» **WRITTEN INSTRUCTION**: Return, unchanged, each line of the data below that contains the word "black".

START SUPPLIED DATA

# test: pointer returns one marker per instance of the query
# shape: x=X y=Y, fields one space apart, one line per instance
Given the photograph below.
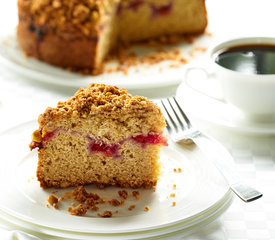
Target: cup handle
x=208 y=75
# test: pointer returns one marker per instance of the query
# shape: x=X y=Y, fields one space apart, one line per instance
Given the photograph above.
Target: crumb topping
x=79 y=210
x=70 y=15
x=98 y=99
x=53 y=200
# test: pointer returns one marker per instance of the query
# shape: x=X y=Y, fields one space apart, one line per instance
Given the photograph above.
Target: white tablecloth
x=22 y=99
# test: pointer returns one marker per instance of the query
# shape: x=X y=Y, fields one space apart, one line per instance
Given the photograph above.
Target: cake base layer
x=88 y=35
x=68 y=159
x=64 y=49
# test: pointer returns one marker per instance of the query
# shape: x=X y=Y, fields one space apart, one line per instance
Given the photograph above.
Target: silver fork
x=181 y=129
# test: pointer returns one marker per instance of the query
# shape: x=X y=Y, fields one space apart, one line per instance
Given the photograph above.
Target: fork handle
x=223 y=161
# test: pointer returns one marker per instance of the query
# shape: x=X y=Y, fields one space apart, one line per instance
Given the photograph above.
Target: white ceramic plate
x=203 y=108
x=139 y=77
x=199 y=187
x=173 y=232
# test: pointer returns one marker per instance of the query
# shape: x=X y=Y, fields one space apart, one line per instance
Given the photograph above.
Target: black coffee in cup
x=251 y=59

END SUPPLIED DATA
START SUPPLIED DATA

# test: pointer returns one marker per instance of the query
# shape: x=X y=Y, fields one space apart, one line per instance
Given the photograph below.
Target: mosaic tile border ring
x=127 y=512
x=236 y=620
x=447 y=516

END SUPPLIED DATA
START SUPPLIED DATA

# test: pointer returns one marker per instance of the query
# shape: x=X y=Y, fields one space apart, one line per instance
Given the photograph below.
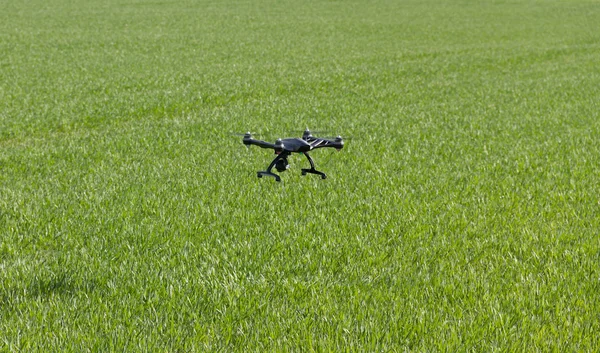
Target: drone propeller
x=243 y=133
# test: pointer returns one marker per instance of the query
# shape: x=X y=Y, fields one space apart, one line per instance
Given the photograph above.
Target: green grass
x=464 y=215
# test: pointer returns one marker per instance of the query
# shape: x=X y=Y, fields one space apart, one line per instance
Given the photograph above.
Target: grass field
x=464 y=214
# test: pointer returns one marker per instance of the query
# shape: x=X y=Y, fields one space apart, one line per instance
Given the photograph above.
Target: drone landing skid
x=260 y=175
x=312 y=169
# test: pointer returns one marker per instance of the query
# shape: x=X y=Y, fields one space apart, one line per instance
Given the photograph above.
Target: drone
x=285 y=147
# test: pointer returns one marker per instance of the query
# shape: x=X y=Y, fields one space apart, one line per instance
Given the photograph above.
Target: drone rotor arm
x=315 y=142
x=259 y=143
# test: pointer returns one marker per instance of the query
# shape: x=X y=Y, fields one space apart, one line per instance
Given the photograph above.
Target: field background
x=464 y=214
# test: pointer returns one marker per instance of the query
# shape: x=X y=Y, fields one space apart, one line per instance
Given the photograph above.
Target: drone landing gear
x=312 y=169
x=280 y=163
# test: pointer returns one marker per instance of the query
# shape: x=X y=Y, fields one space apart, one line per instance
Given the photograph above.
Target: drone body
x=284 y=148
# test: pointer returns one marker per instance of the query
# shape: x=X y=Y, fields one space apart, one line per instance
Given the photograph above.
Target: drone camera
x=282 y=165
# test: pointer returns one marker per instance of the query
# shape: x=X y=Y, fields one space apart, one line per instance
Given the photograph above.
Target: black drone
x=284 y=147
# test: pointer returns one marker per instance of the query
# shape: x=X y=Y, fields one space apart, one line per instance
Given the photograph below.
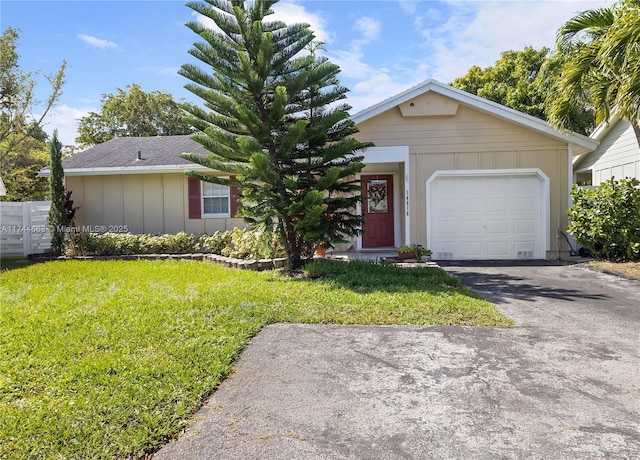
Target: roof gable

END SUPPLIED DATA

» **TASK RESULT**:
Target: black coffee in cup
Target: black drone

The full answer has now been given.